(Records contained in a dataset)
--------------------------------

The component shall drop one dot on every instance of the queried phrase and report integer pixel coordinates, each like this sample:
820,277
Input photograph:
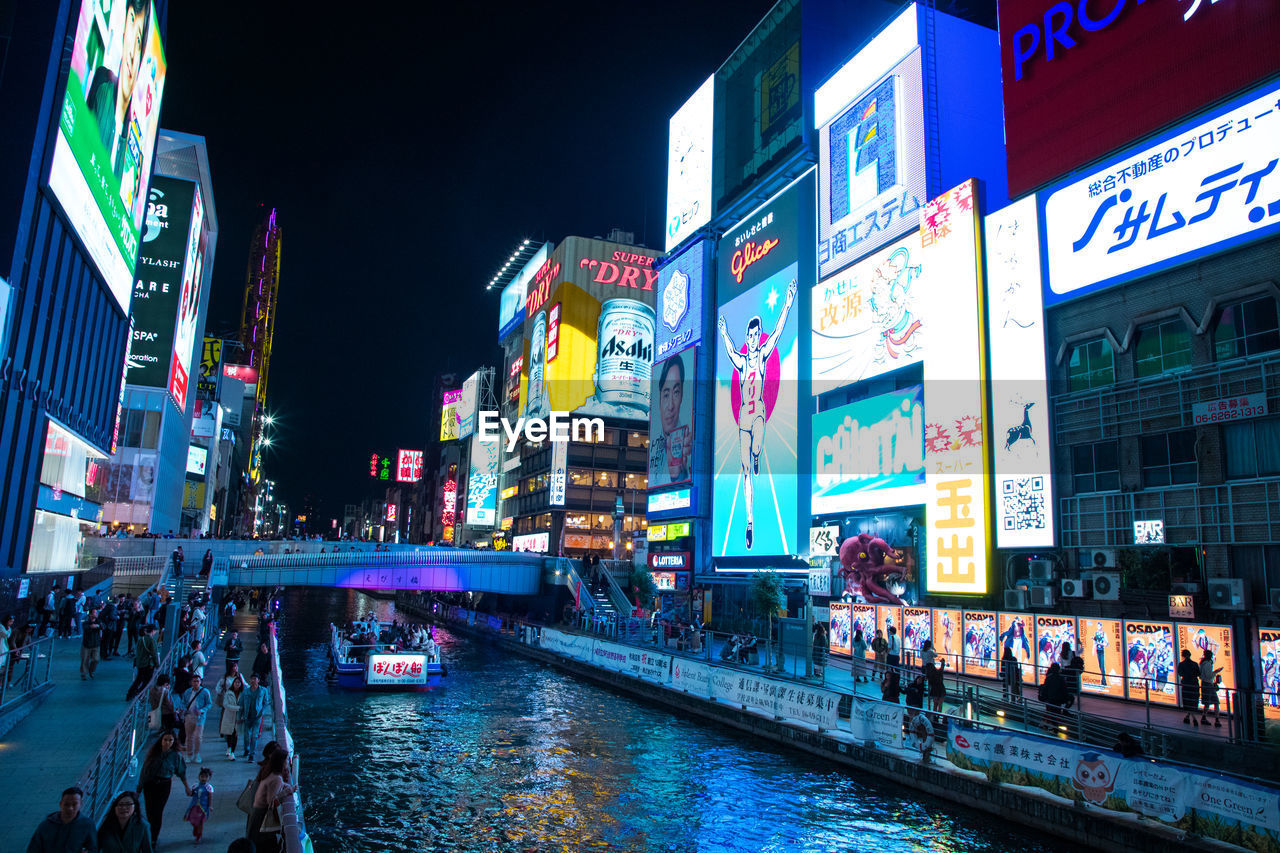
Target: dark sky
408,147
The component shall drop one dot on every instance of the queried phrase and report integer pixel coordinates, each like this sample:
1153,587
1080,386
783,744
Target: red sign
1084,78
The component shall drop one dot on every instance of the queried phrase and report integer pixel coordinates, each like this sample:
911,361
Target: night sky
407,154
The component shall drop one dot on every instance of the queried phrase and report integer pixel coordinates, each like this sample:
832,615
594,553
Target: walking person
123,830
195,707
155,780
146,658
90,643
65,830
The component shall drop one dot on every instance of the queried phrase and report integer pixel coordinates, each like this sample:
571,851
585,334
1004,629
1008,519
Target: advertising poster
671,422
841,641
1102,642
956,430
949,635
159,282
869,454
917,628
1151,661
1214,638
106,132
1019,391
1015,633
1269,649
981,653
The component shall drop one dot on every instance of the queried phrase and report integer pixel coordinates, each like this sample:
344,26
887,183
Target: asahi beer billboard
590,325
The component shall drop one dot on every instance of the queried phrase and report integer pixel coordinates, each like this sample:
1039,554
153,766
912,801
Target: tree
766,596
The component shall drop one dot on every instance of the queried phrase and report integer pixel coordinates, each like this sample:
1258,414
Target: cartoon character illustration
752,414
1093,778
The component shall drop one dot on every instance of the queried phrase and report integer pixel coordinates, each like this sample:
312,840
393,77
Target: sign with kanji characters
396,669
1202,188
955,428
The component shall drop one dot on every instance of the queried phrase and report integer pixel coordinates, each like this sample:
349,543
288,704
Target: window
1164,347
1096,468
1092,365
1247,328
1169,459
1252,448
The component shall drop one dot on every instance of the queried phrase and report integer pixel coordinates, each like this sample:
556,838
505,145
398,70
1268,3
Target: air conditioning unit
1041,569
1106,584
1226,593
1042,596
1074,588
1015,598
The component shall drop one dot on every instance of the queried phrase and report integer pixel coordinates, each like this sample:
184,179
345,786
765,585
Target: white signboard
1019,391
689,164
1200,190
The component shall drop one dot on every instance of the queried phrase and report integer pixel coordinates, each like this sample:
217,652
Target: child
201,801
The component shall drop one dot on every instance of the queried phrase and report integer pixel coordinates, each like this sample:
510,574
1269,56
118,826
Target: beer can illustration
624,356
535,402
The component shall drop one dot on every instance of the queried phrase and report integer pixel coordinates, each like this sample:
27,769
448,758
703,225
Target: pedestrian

--------------------------------

— To be done —
Omit every picture, then reproduce the rest of the listing exactly.

— The answer —
The component shall drop one dot on every instance of the queried phrase and report integer pixel coordinates, each like this sample:
820,277
Input photograph:
Target: dark sky
408,147
The component shall drop one dot on every instance of the queried phrase and report integer pixel coordinates, each like this sample:
1153,587
1080,386
783,744
Target: red sign
1084,78
The component shall drop one dot on every instance of the queried phrase and report integer pixel coordinates, each like this sample:
911,361
Target: night sky
407,154
The component shall drop one dot on every instance of the queried phrase and report integer pixel coordinates, each like this sample:
832,615
594,553
Target: walking person
123,830
195,707
155,780
146,658
90,643
65,830
The component shall drop one dot on every instance of the queried phrase and report integer pixel coordinates, each like this sample:
571,851
585,334
1004,629
1008,519
Target: advertising poster
671,422
841,641
1102,642
956,430
949,635
159,282
869,454
917,628
1151,661
1214,638
106,132
1019,391
1015,633
1269,649
981,653
The component shall drop one dot on every instance of the queried phrase and report integer pixel coordinates, each like this sample:
344,26
887,183
Target: asahi beer billboard
590,325
The component shall drop one dot on every instance of the queried phrase and report integer pixel coordinates, each like this sample:
1039,554
153,766
912,801
Target: tree
766,596
The component shall drop one dot on every instance of the queried phrase and report integer pixel coordinates, each like this sample:
1258,414
Target: cartoon character illustration
752,414
1093,778
The component shall drop one dot on every instance of the queried phrase and report integer pixel coordinates, each like this sample:
312,840
393,77
Target: sign with kanji characters
396,669
1202,188
955,428
The component shall drop one dot on every instance of the queried phrase and report integer pixel coordinates, each like this sample:
349,543
288,704
Target: window
1164,347
1096,468
1092,365
1247,328
1169,459
1252,448
The component shall drop one dot on every instance of the queried phrase and report integer pixel coordinates, each like this sample:
556,838
505,145
398,70
1268,3
Target: air conditioning unit
1041,569
1106,584
1226,593
1042,596
1074,588
1015,598
The component shall drop one dot on every instance of the queried phrase and report integer pixel coordinates, each like this sample:
184,179
345,786
765,585
Target: white signboard
1019,391
689,164
1200,190
The component shall drop one dot on every instance of the queried phrase and report integer pixel coordinates, each like this sample:
217,652
Target: child
201,801
The component shall drop one dot on every instance of the queried phrase and report integer pixel coordinates, each like this sample:
510,574
1269,56
118,826
Target: beer can illustration
624,356
535,402
The component shall drop one dot on every instance of the queried phrase and report integer pixel coordinates, each like this sample:
27,769
448,758
703,225
Target: pedestrian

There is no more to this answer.